* GOAL OF THE EXERCISE
Render every line of the records below as a JSON list of strings, one string per line, with blank lines skipped and the pictures omitted.

* Data items
= = = = = = =

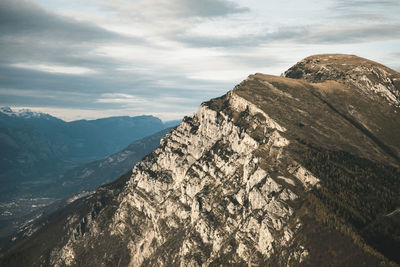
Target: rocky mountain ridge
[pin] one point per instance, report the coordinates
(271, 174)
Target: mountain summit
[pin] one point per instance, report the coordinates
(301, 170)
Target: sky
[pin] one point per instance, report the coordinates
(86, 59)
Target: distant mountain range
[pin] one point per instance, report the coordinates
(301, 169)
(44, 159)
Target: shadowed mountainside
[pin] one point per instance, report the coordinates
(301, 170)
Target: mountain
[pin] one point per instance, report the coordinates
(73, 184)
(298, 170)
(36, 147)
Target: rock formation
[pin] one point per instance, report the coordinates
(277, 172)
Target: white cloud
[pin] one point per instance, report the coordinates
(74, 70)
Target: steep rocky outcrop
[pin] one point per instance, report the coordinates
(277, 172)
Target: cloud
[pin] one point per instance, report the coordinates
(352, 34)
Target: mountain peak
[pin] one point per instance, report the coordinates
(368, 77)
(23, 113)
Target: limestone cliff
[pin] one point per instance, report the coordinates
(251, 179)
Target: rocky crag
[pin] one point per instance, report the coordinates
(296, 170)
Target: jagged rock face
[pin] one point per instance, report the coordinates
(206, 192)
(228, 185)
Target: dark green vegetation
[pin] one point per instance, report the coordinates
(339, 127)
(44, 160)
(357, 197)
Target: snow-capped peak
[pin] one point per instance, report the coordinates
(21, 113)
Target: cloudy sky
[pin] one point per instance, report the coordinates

= = = = = = =

* RESPONSE
[
  "Target: rocky mountain ridge",
  "[pin] one point per instance, report the coordinates",
  "(271, 174)",
  "Target: mountain summit",
  "[pin] one point per instance, report the coordinates",
  "(301, 170)",
  "Target: sky",
  "[pin] one point per instance, report the coordinates",
  "(86, 59)",
  "Target: distant mountain range",
  "[pin] one point per instance, report the coordinates",
  "(301, 169)",
  "(44, 159)",
  "Target: shadowed mountainside",
  "[pin] one point per instance, report the coordinates",
  "(301, 170)",
  "Target: mountain",
  "[pin] one point per instance, report the coordinates",
  "(73, 184)",
  "(298, 170)",
  "(36, 147)",
  "Target: rock formation",
  "[pin] one point per instance, report the coordinates",
  "(277, 172)",
  "Target: white cloud",
  "[pin] one point per instance, report the coordinates",
  "(74, 70)",
  "Target: steep rocky outcrop",
  "[pin] one point per instance, report the coordinates",
  "(277, 172)",
  "Target: cloud",
  "[pin] one point per instance, report the coordinates",
  "(352, 34)",
  "Target: mountain peak",
  "[pin] one point per instance, report the coordinates",
  "(368, 77)",
  "(23, 113)",
  "Target: limestone cliff",
  "[pin] one point per instance, report the coordinates",
  "(251, 179)",
  "Target: rocky crag",
  "[pin] one point per instance, report the coordinates",
  "(296, 170)",
  "Target: jagged rock face",
  "[pin] one point per instance, report the coordinates",
  "(206, 192)",
  "(228, 185)",
  "Target: dark green vegetation",
  "[pin] one point per instance, report the coordinates",
  "(339, 127)",
  "(44, 160)",
  "(357, 197)",
  "Target: snow-capped peak",
  "[pin] one point per instance, report the coordinates",
  "(21, 113)",
  "Target: cloudy sky",
  "[pin] one point per instance, report the coordinates"
]